Your goal ▸ Type out every entry again, character for character.

Stored data entries
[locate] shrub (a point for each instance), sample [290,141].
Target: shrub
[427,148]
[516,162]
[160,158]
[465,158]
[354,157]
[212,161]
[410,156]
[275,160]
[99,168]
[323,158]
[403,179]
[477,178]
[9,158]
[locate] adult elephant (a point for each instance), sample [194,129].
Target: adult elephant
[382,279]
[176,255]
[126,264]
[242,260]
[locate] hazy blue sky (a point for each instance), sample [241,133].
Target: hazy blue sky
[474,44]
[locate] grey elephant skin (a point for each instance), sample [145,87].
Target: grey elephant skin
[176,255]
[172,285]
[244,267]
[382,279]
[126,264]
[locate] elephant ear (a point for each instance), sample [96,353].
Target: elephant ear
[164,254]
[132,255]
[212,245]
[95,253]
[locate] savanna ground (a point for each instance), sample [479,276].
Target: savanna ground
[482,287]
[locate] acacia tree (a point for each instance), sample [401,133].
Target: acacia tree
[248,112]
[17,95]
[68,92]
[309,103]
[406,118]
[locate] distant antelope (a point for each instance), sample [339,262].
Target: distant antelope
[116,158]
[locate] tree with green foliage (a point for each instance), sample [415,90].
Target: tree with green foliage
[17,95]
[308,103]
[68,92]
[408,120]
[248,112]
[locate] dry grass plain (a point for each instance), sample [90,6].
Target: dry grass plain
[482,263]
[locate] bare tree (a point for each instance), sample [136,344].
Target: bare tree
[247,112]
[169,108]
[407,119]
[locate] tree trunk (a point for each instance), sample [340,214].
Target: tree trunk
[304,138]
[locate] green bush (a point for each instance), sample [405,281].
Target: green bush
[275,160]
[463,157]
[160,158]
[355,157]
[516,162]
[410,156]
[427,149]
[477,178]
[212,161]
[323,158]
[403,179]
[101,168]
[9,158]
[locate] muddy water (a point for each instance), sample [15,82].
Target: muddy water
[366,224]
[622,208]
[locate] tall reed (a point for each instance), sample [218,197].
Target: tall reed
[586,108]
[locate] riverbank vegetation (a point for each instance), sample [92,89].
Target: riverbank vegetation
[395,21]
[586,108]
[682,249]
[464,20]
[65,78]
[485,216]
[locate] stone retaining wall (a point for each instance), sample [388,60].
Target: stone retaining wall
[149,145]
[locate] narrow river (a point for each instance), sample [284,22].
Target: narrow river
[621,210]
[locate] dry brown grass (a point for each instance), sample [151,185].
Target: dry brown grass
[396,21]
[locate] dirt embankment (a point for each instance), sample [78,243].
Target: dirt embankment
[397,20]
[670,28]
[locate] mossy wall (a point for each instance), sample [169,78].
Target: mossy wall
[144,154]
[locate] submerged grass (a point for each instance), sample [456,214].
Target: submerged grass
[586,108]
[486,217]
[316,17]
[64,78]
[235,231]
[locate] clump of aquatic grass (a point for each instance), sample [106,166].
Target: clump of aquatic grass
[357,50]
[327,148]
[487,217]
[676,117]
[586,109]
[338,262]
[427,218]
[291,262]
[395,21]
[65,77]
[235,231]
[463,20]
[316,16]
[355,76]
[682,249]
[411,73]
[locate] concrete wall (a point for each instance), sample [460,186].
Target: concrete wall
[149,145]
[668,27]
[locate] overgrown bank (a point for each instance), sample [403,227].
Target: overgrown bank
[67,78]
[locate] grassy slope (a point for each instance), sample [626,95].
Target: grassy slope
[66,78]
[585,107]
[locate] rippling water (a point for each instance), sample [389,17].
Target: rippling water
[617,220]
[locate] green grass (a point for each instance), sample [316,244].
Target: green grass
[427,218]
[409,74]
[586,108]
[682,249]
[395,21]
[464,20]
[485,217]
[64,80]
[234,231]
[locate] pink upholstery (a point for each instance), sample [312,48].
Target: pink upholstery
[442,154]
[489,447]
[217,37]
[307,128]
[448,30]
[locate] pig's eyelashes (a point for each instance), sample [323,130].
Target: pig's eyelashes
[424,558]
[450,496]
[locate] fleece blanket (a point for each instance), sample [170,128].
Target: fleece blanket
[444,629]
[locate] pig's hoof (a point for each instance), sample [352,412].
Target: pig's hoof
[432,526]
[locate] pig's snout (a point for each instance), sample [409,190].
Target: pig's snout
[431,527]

Response for this exercise ▸
[locate] shrub (a point for each instance), sample [290,141].
Target: shrub
[427,148]
[516,162]
[160,158]
[465,158]
[354,157]
[212,161]
[410,156]
[275,160]
[99,168]
[323,158]
[403,179]
[477,178]
[9,158]
[locate] adult elephant (a point for each instance), sample [194,129].
Target: adult elephant
[382,279]
[176,255]
[126,264]
[242,260]
[locate] hazy blue sky (a point for each instance), sample [241,133].
Target: hazy blue sky
[474,44]
[locate] grey elephant skin (a point for each instance), sample [145,87].
Target: grey elephant skin
[176,255]
[172,285]
[244,267]
[382,279]
[126,264]
[locate] elephant ear (a point for each instance), sample [96,353].
Target: elephant ear
[164,254]
[132,255]
[212,245]
[95,253]
[locate] savanna ground (a point for each instance), sample [479,276].
Target: savanna ground
[482,287]
[locate] acacia tree (a point for each instance), sample [401,133].
Target: acacia tree
[248,112]
[17,95]
[68,92]
[309,103]
[406,118]
[locate] distant antelope (a point for each instance), sample [339,262].
Target: distant antelope
[116,158]
[locate] tree with green foliage (a point for each instance), sample [415,90].
Target: tree with green foliage
[17,95]
[308,103]
[68,92]
[408,120]
[248,112]
[locate] dry grass plain (a point for each instance), sample [90,6].
Target: dry grass plain
[482,263]
[locate] bare tree (a point for each instance), sample [136,344].
Target: bare tree
[247,112]
[169,108]
[407,119]
[locate] tree trunk (a point for each instance), sample [340,214].
Target: tree trunk
[304,138]
[locate] green bush (a point for each instance), sample [405,281].
Target: green bush
[275,160]
[463,157]
[160,158]
[355,157]
[516,162]
[410,156]
[427,149]
[477,178]
[212,161]
[323,158]
[403,179]
[101,168]
[9,158]
[locate] muddy water (a point for each instance), sample [15,82].
Target: muddy water
[366,224]
[622,208]
[locate] tall reed (a point for each instance), sample [218,197].
Target: tall reed
[586,108]
[locate] riverbank vegetation (a point for each instance), sample [92,89].
Target: riverbank vegetation
[395,21]
[586,108]
[682,249]
[464,20]
[65,78]
[485,216]
[locate] stone retaining wall (a point for each instance), sample [388,60].
Target: stone retaining wall
[149,145]
[locate] narrow river (a point for each instance), sample [284,22].
Target: narrow river
[621,210]
[locate] dry brown grass (a point for each instance), sample [151,185].
Target: dry brown grass
[396,21]
[locate] dirt embankment (a point for each instance), sample [78,243].
Target: dirt embankment
[397,20]
[670,28]
[locate] mossy wall (a point for each instance), sample [169,78].
Target: mossy wall
[144,154]
[locate] submerged grass (a point for each instance), sample [456,214].
Target: submerged grass
[586,108]
[486,217]
[316,17]
[64,78]
[235,231]
[locate] clump of aquatic grass (a point for each instance), sample [106,166].
Target: clump of aquatic grass
[357,50]
[327,148]
[487,217]
[676,117]
[586,109]
[338,262]
[427,218]
[291,262]
[395,21]
[65,77]
[235,231]
[463,20]
[316,16]
[355,76]
[682,249]
[411,73]
[locate] concrete wall (a point for each instance), sample [460,186].
Target: concrete wall
[149,145]
[668,27]
[locate] overgrown bank (a point for each instance), sample [403,227].
Target: overgrown bank
[67,78]
[locate] grassy slope (a point for each instance), sample [626,95].
Target: grassy slope
[66,78]
[585,107]
[locate] rippling water (a point for each instance), sample [389,17].
Target: rippling water
[617,220]
[locate] green grass (a point for each instance), sample [316,244].
Target: green grass
[427,218]
[409,74]
[586,108]
[682,249]
[395,21]
[464,20]
[485,217]
[64,80]
[234,231]
[locate] pink upholstery (a point for each instance), sample [312,48].
Target: pink upholstery
[442,154]
[489,447]
[217,37]
[307,128]
[448,30]
[locate] pig's eyelashes (a point for each instance), sample [323,130].
Target: pig's eyelashes
[424,558]
[450,496]
[locate] fleece blanket (a point for each instance), sample [170,128].
Target: fleece blanket
[444,629]
[locate] pig's hoof (a point for each instance), sample [352,412].
Target: pig's hoof
[432,526]
[locate] pig's snout (a point for each instance), sample [409,190].
Target: pig's snout
[431,527]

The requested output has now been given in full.